• _Objective_
Please convert the lines of the items below, from the line containing "If there is" through the line containing "0, 0, 783, 355", inclusive, into a Markdown table with the columns Row and Line, numbering each row and skipping blank lines.

-- Dataset entries start --

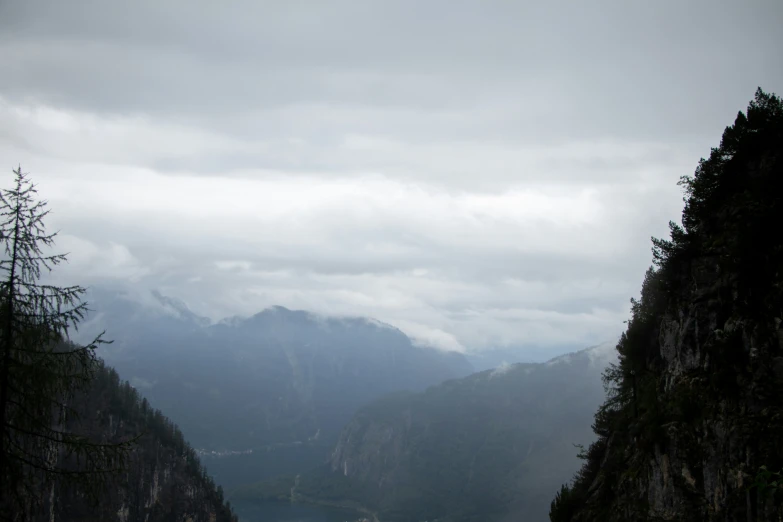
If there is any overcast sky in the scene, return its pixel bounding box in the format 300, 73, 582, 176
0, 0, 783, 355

-- Dataset entries end --
-- Dataset entries start --

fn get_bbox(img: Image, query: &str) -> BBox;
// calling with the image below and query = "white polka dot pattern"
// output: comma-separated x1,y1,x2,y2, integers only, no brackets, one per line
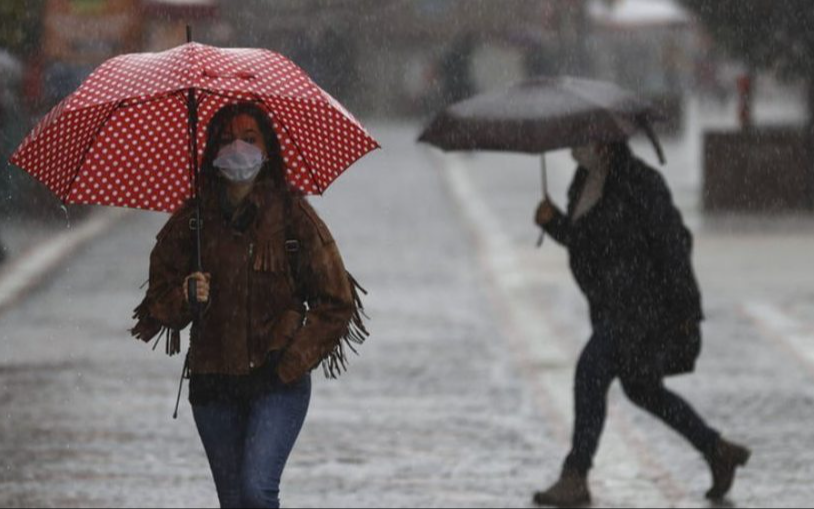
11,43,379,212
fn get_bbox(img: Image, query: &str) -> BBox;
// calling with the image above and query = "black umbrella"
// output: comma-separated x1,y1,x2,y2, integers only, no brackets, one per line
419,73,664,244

-- Dataset entries end --
-- Dataset entries start --

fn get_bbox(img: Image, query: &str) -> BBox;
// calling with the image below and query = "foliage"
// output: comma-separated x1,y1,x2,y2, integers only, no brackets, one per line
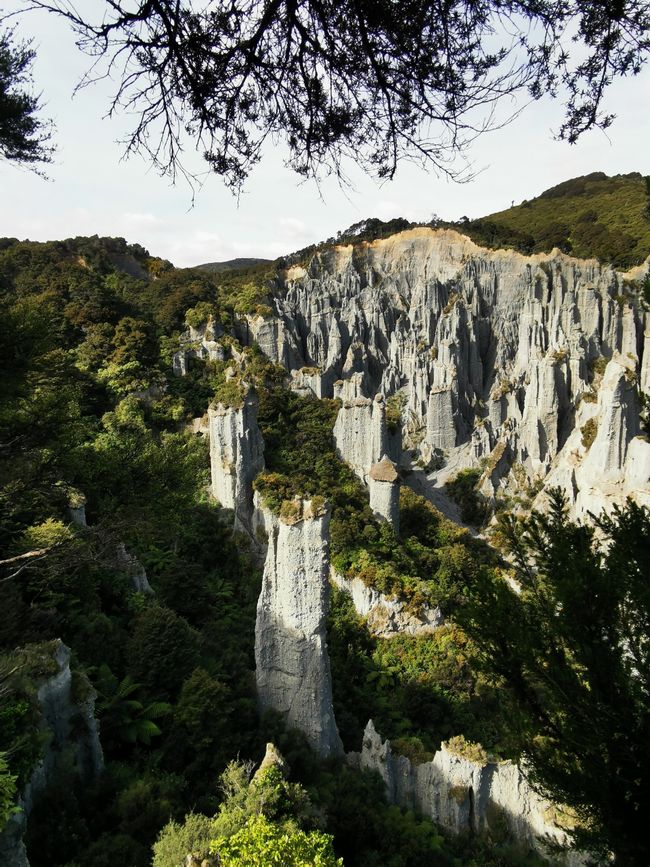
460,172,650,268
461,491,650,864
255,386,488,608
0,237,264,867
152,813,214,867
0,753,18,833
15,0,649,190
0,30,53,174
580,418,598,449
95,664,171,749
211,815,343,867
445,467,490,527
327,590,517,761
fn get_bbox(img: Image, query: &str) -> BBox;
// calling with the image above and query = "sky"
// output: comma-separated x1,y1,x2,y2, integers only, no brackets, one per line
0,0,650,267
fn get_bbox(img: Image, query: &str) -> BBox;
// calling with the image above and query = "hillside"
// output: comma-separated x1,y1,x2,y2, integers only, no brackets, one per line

-- Dataset entries end --

• _Result below_
| Row | Line |
|---|---|
| 1 | If there is any overcast sky in the scene, return its pixel bounding box in the format 300, 73, 582, 176 |
| 2 | 0, 0, 783, 355 |